** Instructions to follow **
Report each line of the data that contains the string "stream".

========================================

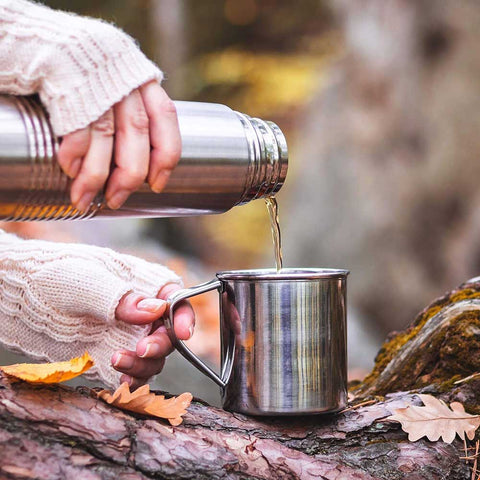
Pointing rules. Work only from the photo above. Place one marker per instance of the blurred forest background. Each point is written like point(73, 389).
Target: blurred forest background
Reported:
point(380, 103)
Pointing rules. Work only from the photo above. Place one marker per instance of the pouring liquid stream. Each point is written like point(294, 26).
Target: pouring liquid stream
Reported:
point(272, 207)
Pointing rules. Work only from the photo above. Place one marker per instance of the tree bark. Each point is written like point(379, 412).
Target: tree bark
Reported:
point(56, 432)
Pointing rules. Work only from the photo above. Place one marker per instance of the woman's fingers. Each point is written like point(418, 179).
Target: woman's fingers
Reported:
point(184, 318)
point(132, 149)
point(138, 310)
point(129, 363)
point(164, 134)
point(96, 164)
point(156, 345)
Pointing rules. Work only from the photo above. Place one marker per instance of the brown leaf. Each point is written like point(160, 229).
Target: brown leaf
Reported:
point(143, 401)
point(50, 372)
point(435, 420)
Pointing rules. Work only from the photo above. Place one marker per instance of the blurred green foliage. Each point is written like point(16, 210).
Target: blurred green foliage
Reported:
point(261, 57)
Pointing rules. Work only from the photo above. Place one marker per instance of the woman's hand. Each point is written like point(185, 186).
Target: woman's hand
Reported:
point(141, 131)
point(149, 357)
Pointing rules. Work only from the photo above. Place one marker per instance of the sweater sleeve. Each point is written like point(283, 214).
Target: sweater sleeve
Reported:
point(58, 300)
point(79, 66)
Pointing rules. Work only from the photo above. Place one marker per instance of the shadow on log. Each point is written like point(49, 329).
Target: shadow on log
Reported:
point(56, 432)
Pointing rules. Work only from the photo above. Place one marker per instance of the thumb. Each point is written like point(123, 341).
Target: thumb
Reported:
point(139, 310)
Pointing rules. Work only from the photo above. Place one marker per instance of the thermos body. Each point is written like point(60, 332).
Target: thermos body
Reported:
point(227, 159)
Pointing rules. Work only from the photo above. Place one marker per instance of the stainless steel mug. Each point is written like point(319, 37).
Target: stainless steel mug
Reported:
point(283, 340)
point(227, 159)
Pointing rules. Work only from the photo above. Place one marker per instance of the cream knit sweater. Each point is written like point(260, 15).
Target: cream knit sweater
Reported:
point(58, 300)
point(79, 66)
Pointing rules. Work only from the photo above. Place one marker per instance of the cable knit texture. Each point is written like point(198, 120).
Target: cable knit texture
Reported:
point(58, 300)
point(79, 66)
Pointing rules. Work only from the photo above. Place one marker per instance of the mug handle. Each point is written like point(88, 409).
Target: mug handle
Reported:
point(227, 360)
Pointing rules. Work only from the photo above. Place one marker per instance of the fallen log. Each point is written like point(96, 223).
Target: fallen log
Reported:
point(57, 432)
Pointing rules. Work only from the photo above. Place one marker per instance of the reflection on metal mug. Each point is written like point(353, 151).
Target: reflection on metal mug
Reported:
point(283, 340)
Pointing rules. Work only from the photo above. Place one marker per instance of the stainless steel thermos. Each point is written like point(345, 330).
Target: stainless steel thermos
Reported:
point(227, 159)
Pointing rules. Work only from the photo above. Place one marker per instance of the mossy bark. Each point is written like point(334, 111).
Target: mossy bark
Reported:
point(56, 432)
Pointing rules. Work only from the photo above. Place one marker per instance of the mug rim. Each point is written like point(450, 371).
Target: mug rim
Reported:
point(284, 274)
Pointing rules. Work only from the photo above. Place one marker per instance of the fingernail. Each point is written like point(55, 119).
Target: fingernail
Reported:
point(118, 199)
point(152, 350)
point(152, 305)
point(123, 361)
point(74, 168)
point(84, 203)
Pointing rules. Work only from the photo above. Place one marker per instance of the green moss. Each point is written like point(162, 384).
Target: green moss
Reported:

========================================

** Written solution **
Pointing rules. Work only from the photo above. Place one marker per instance of the pouring liquid stream. Each point is written like point(294, 26).
Target: pouring liquid stream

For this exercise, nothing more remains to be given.